| VORLIEGENDER AUSZUG |
....................

„Distortion is part of desire. We always change the things we want.“ Es dürfte wohl kaum einen Musiker geben, der diese Lektion aus Siri Hustvedts Buch „The Blindfold“ tiefer verinnerlicht hat als Gordon Sharp alias Cindy, ein(e) Künstler(in), die ihre Inspiration seit fast dreißig Jahren aus den Verzerrungen und Umdeutungen eindeutiger Realitäten zieht. Seine Band Cindytalk ist sich in der Veränderung, im Anderssein sein immer so treu wie fremd geblieben, von den harschen Postpunk-Industrial-Klängen der Anfangstage zu den ambienten Pianominiaturen der neunziger Jahre. Ihre jüngste musikalische Metamorphose H o l d E v e r y t h i n g D e a r (Editions Mego/A-Musik) umspielt die Stille. Ein hellmetallenes Windspiel auf der Veranda, eine Feldaufnahme der herbstlichen Flur, strenge Elektroakustik und zarte Pianofragmente auf der Schwelle zum Verschwinden. Klänge, die von weit weg zu kommen scheinen, aber in ihrer zerbrechlichen Anmut doch unmittelbar berühren. Distanzierte, auf den ersten Blick unorganisierte Musik, auf die man sich einlassen muss, die Aufmerksamkeit beansprucht, diese aber reichlich belohnt – wie so vieles was in dieser Kolumne abgehandelt wird.

....................

| BEREITGESTELLTE EINTRÄGE |

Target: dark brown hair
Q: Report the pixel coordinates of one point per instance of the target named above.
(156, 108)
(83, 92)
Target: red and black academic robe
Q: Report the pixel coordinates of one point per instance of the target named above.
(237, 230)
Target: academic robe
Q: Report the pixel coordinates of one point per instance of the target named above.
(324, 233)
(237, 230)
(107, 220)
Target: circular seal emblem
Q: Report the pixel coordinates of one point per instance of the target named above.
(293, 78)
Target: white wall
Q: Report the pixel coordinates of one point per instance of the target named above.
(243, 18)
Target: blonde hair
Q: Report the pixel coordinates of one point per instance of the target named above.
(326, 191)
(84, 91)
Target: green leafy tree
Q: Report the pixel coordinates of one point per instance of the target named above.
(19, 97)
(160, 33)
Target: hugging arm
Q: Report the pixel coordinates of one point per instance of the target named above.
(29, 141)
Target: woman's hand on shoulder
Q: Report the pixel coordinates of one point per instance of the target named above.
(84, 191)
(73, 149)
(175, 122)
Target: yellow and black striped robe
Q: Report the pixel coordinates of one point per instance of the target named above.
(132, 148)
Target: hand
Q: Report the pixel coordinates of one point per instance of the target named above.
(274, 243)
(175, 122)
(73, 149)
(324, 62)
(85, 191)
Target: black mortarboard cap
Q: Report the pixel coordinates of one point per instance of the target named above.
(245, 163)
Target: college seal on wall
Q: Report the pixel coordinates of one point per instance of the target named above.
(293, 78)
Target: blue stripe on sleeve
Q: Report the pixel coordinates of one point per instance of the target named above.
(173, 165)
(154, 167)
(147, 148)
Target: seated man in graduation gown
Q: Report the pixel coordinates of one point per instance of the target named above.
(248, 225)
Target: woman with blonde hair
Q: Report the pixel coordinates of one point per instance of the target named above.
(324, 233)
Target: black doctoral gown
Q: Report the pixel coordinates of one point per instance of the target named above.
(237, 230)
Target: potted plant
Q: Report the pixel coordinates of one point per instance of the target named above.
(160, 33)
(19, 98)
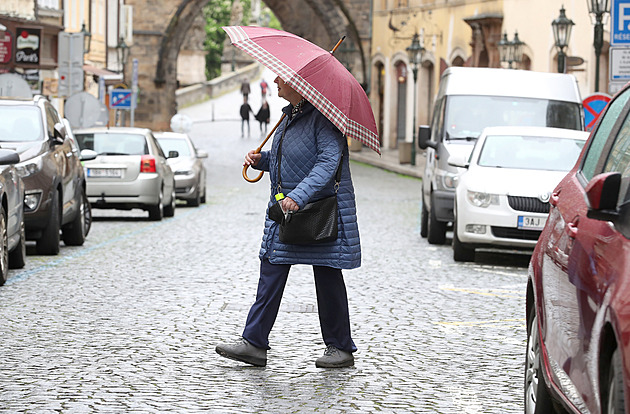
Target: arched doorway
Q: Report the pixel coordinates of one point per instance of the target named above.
(401, 102)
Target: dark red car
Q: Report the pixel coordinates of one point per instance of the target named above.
(578, 292)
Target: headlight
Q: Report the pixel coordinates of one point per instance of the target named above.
(31, 200)
(479, 199)
(26, 170)
(449, 180)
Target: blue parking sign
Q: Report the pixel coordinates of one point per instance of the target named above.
(120, 99)
(620, 22)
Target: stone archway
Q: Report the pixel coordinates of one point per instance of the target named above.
(157, 42)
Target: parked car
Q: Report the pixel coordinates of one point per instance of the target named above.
(85, 206)
(50, 167)
(130, 171)
(190, 173)
(12, 235)
(471, 99)
(578, 291)
(502, 198)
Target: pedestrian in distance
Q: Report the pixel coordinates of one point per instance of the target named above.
(245, 111)
(263, 117)
(311, 149)
(245, 89)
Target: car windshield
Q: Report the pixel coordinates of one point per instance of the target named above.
(467, 116)
(20, 124)
(530, 153)
(175, 144)
(113, 144)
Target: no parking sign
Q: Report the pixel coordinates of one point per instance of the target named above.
(593, 106)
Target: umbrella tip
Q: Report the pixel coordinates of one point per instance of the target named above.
(338, 43)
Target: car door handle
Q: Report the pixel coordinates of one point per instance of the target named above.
(572, 229)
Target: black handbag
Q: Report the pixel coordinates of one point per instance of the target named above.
(315, 223)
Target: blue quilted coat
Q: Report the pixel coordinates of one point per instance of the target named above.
(311, 150)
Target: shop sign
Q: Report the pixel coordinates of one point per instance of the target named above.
(27, 46)
(5, 47)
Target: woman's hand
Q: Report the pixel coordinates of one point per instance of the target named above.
(289, 204)
(252, 158)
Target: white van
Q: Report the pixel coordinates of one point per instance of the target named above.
(470, 99)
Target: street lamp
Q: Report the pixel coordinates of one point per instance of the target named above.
(510, 50)
(122, 51)
(87, 39)
(561, 34)
(598, 8)
(414, 51)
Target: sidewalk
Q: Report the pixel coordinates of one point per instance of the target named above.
(226, 106)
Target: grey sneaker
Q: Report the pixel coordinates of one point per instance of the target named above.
(334, 358)
(243, 351)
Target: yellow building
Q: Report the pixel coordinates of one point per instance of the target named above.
(467, 33)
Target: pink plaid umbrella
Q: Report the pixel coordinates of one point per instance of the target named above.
(316, 74)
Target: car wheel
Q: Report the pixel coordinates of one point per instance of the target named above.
(197, 200)
(436, 232)
(462, 252)
(424, 221)
(4, 247)
(74, 233)
(49, 242)
(17, 257)
(156, 212)
(537, 399)
(169, 210)
(613, 399)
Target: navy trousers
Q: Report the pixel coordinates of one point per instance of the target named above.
(332, 305)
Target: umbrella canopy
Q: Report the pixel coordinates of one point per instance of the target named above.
(315, 74)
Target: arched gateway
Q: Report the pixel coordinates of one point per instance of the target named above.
(161, 28)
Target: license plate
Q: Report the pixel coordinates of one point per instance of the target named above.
(531, 223)
(105, 172)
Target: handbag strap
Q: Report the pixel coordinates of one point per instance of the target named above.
(279, 156)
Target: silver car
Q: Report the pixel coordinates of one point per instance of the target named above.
(129, 171)
(190, 173)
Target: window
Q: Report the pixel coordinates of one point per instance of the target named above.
(619, 158)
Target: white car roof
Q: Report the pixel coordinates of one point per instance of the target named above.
(535, 132)
(168, 134)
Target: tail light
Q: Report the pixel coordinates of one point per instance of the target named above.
(147, 163)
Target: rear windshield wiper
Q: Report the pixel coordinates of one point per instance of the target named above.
(460, 138)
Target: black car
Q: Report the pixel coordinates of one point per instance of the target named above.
(55, 201)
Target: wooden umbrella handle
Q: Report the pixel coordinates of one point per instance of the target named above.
(257, 151)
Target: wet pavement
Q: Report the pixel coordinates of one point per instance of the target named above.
(129, 321)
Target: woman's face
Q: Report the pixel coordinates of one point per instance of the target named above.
(287, 92)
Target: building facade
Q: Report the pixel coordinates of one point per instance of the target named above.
(467, 33)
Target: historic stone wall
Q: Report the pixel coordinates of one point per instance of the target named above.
(161, 26)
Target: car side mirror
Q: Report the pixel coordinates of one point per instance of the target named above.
(458, 161)
(8, 157)
(88, 155)
(602, 193)
(60, 134)
(424, 137)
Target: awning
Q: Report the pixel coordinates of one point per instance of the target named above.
(108, 76)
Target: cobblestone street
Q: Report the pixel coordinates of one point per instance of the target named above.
(129, 321)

....................

| ZIEL DER ÜBUNG |
Führen Sie den Text über die Band Cindytalk nach seinem letzten Satz weiter.

| SCHRIFTLICHE ANTWORT |
Christian Fennesz besitzt ein ähnliches Verständnis für die Schönheit aus unreinen Quellen. Die 10-Inch EP „Seven Stars“ (Touch/Cargo) verdeutlicht das einmal mehr. Aus der fast schon physisch greifbaren Spannung zwischen körnigem Feedback-Lärm und zartesten Akustikgitarren, von Fennesz wie immer überaus elegant ineinander geschichtet, wird eine in sich selbst ruhende Musik von weltabgewandter Melancholie wie von wuchtiger Körperlichkeit. Scheinbare Gegensätze, die in Fennesz’ Klangarchitektur organisch zusammenfinden. Eine Virtuosin im zerschmettern falscher Oppositionen und fehlgeleiteter Erwartungshaltungen ist die in Berlin lebende Australierin Jasmine Guffond alias Jasmina Maschina. Ihr zweites Album A l p h a b e t D r e a m N o i s e (Staubgold/Indigo) verknüpft die elektroakustischen Experimente ihrer früheren Arbeiten als Teil von Minit und Organ Eye mit akustischem Singer-Songwriter-Folk. Diese unwahrscheinliche Kommunikation von neumusikalischer Schwere und popaffiner Sorglosigkeit ist so originell wie eingängig und deutet an, wie viel Freiraum noch der Entdeckung harrt zwischen musikalischer Struktur und klanglicher Freiheit. Eine andere Generation, dieselbe Freude am grenzenzerschmetternden Spiel: Der Franzose Ghédalia Tazartès, der der akademischen Tradition von Musique Concrète entstammt, schnitzelt auf R e p a s F r o i d (Pan-Act/Hard Wax) Stimmsamples und exotische Musikwelten zu einem wilden Hörstück. Ist das noch Musik oder schon Verfremdungstheater? Spaß oder Krawall? Sicher ist nur, diese Klänge sperren die Ohren weit auf. Ähnlich subversive Hörerlebnisse hat das Dadavistic Orchestra im Sinn. Auf D o k u m e n t . 0 2 (Dust Science/Kompakt) formt die Supergroup aus The Black Dog und den Psychick Warriors Ov Gaia erhabene Drone-Landschaften aus Industrial, Ambient und kleinen Absurditäten, die dem Bandnamen mehr als gerecht werden.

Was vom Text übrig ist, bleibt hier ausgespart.